Document passage

Transcription of a Recording - Factors Which Influence How Long Will it Take
It's generally accepted that we speak four times faster than we can type and seven times faster than we can write.
The professional industry standard (taken from the Industry Production Standards Guide 1998 published by OBC) allows one hour to transcribe 15 minutes of clearly recorded speech.
It therefore follows that it takes a minimum of 4 hours to transcribe a one hour recording.
It's in the interests of both the transcriber and the client to deal with recordings of the highest possible quality.
No transcriber enjoys working with poor quality recordings, and if a client invests time, money and effort arranging an event, why scupper it at the recording stage? A poor recording will result in a high number of 'inaudibles' and take far longer to transcribe, which in turn increases costs.
Producing a good quality, clearly audible recording is vital.
If it can't be heard, it can't be transcribed! Before you record an interview or an event, talk to a transcription company.
They can usually offer advice and guidelines on how to organise a successful recording.
The choice of recording equipment and the facilitation of the event have as much an impact on the final cost and the accuracy of the transcript as does the skill of the transcriber.
It may also be useful to understand which factors influence the length of time a transcription will take.
Format and quality of the recording Digital recordings will always produce a clearer recording than analogue formats, such as standard audio tapes or micro cassettes.
Even minidiscs produce a much better recording than a tape.
Don't use a cheap recorder as this is a false economy.
The extra transcription costs involved will far outweigh any savings made on the equipment.
Is an external microphone used? If the internal microphone on the recorder is used to make a recording of anything other than dictation, the results will be poor.
External microphones are essential for capturing a clearly audible recording.
The position of the microphone is also key.
If it's too far away from the speaker (or speakers), much will be inaudible.
If there's only one microphone for a group discussion, this will clearly record only the nearest speaker's voice.
Microphones are relatively inexpensive and the price can be recouped several times over in reduced transcription costs.
Clarity and number of voices If the speaker's voice is hard to hear, either because they're too far away from the microphone, or they mumble, speak too fast or too quietly, the words will be difficult to decipher.
With recordings of focus groups, meetings or roundtable discussions, transcription can be more challenging due to the multiple voices involved.
Obviously, each voice has a different tone, pitch and speed, as well as accent.
A group moderator can make a tremendous difference to how audible a group recording will be if they can control the tendency for people to speak at once, interrupt each other, and sometimes prevent the whole event descending into a shouting match.
Do speakers need to be identified? With recordings of one-to-one interviews or small groups, identification of the speakers is straightforward.
In large focus groups or meetings where there may be a 'babble' of voices, this becomes more difficult and takes longer, especially if the transcriber has never heard those voices before.

(Stored entries)

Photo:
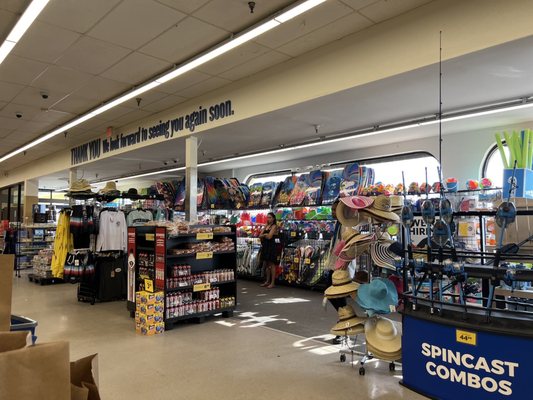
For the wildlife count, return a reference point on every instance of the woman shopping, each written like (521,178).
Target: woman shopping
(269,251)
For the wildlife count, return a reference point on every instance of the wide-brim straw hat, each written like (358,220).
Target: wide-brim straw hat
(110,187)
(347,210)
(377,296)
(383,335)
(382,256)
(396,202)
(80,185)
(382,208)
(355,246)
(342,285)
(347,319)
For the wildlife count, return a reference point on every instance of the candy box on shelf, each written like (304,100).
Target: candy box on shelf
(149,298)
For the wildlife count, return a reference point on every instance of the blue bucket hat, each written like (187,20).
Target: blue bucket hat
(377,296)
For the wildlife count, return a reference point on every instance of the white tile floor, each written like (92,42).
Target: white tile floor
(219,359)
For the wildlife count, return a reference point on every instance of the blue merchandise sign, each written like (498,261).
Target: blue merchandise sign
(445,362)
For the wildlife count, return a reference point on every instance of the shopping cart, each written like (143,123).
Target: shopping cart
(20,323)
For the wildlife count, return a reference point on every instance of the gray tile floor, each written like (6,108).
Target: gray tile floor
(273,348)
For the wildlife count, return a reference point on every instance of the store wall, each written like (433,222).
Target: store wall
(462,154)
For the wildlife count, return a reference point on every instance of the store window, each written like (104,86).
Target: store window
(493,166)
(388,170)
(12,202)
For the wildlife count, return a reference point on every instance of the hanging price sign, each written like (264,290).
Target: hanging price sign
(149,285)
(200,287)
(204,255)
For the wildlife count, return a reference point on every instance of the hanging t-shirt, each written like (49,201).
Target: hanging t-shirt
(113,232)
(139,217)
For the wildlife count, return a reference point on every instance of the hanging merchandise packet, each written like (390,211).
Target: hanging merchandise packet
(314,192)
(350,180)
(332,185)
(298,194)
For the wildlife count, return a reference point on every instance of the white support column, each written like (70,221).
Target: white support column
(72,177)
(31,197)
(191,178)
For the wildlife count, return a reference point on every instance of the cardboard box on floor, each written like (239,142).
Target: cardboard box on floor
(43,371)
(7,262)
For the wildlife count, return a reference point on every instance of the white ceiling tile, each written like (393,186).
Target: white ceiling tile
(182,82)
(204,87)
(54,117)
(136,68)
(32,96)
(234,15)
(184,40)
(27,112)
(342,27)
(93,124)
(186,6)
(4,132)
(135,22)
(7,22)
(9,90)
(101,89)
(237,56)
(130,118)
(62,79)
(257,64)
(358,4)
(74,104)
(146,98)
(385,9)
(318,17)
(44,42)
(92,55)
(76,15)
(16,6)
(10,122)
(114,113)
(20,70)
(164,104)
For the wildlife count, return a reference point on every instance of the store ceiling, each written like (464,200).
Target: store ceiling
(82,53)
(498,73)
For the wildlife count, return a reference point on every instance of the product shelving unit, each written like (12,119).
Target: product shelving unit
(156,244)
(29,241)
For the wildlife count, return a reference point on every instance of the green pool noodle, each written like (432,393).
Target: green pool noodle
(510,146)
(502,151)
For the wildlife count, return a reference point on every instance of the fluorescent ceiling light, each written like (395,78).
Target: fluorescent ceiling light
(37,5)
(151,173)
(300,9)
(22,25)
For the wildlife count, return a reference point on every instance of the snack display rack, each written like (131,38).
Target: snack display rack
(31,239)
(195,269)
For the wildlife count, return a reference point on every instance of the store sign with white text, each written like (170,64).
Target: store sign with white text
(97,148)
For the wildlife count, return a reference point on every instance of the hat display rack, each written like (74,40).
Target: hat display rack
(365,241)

...

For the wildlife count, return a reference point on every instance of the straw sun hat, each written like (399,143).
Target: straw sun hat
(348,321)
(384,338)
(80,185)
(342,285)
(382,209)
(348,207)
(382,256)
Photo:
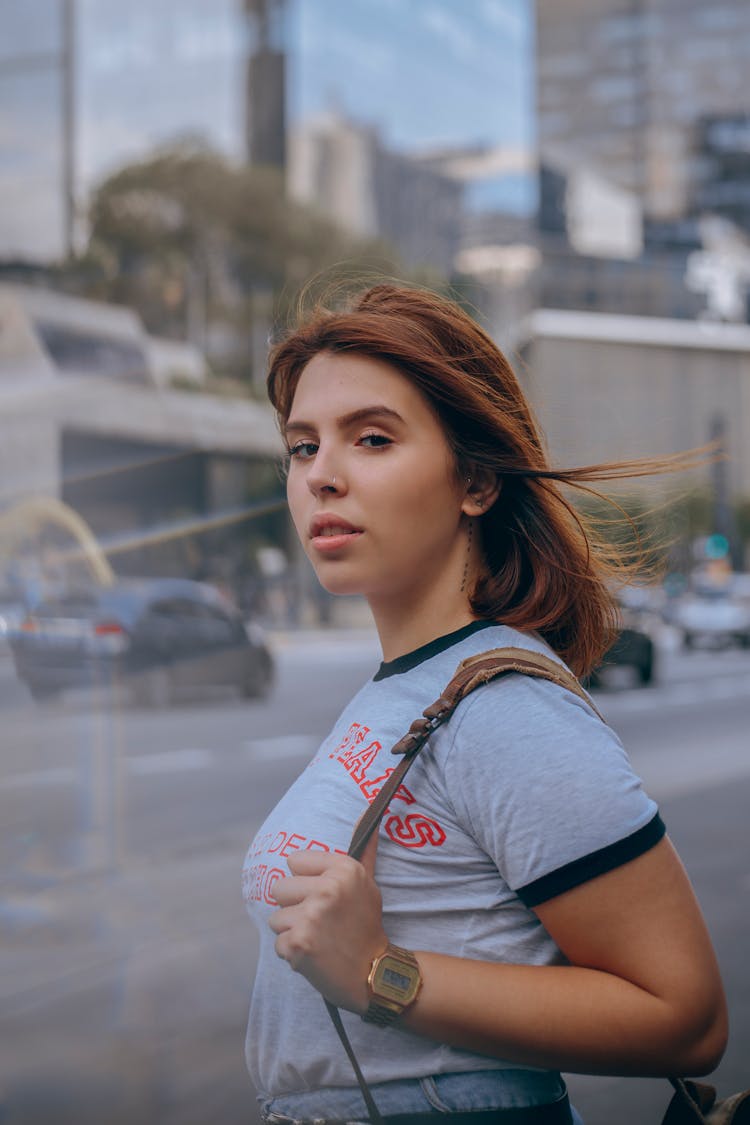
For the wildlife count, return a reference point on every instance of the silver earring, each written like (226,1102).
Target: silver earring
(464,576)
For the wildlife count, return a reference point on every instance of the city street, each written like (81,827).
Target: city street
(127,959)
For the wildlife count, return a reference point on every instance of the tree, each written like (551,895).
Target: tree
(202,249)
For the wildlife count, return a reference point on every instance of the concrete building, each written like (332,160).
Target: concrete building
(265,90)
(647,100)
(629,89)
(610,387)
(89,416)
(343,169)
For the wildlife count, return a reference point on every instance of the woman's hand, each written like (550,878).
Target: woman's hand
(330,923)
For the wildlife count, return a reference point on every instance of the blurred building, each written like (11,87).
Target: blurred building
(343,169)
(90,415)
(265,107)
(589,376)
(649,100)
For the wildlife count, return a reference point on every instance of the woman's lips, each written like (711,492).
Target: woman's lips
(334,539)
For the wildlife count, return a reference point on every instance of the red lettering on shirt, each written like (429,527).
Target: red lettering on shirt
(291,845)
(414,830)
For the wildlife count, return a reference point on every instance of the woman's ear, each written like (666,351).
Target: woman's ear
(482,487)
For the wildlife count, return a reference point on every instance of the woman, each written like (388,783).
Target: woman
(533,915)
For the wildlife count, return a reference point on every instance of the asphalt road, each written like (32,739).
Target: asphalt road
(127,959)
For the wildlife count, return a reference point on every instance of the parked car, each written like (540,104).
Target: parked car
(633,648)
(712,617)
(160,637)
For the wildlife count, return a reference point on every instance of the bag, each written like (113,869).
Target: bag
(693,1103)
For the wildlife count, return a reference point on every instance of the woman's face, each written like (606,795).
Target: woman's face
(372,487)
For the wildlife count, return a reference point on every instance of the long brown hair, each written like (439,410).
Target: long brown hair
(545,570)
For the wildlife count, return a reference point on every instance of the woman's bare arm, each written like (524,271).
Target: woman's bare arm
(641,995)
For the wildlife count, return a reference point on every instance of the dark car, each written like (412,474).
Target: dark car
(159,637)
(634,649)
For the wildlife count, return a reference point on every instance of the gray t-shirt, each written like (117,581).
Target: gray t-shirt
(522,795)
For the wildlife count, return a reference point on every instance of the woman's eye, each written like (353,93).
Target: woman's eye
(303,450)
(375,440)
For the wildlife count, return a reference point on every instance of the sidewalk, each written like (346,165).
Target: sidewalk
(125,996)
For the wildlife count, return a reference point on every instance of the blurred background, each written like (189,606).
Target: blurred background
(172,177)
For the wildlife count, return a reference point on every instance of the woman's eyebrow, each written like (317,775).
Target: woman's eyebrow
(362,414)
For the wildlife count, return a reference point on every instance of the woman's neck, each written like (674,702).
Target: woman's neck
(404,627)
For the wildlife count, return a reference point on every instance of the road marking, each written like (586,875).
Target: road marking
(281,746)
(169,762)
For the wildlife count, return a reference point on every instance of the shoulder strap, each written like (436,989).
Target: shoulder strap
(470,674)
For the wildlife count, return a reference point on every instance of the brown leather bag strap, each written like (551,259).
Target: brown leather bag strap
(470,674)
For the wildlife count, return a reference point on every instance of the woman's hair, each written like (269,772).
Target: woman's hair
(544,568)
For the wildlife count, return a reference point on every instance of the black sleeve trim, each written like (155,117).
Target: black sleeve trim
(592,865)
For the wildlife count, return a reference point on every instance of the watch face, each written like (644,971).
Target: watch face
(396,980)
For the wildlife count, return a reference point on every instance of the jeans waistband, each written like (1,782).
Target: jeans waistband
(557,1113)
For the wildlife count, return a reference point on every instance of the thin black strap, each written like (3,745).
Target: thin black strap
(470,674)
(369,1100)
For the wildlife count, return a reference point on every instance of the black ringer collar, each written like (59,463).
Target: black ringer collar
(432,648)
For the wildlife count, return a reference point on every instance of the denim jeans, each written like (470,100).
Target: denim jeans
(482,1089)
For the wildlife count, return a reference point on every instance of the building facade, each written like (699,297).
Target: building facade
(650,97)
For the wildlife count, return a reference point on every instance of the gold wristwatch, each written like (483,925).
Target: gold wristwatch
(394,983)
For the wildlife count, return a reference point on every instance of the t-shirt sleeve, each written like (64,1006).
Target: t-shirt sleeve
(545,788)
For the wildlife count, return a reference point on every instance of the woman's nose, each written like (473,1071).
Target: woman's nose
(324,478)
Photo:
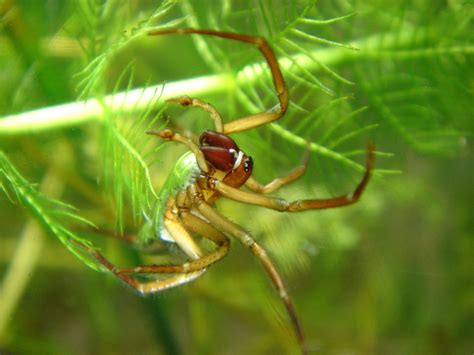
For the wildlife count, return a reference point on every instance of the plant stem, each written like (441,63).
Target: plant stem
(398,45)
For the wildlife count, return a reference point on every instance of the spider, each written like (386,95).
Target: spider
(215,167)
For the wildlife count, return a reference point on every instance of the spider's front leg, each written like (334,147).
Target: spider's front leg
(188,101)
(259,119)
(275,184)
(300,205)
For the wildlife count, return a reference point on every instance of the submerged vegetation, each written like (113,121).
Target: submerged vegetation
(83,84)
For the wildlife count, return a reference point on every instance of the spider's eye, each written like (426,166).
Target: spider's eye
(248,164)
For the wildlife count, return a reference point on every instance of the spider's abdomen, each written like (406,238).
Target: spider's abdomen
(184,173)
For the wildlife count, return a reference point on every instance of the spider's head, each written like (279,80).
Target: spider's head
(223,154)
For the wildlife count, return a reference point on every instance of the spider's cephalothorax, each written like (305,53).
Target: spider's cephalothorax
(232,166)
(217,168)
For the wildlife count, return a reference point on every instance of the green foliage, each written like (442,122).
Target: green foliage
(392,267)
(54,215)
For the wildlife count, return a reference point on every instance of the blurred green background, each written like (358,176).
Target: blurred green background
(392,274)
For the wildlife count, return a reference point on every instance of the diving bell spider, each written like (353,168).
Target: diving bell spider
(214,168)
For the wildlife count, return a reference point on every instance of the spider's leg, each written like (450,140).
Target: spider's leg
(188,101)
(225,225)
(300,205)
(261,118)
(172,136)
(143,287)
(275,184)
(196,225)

Your tasks
A - List each reason the transcription article gives for a speaker's voice being hard to hear.
B - Gather every line of the listing that contains the string "nose".

Set of answers
A -
- The speaker is too far away from the microphone.
- The speaker mumbles.
- The speaker speaks too fast.
- The speaker speaks too quietly.

B -
For the wildlife count, return a reference point on every instance of the woman's nose, each written like (473,1071).
Target: woman's nose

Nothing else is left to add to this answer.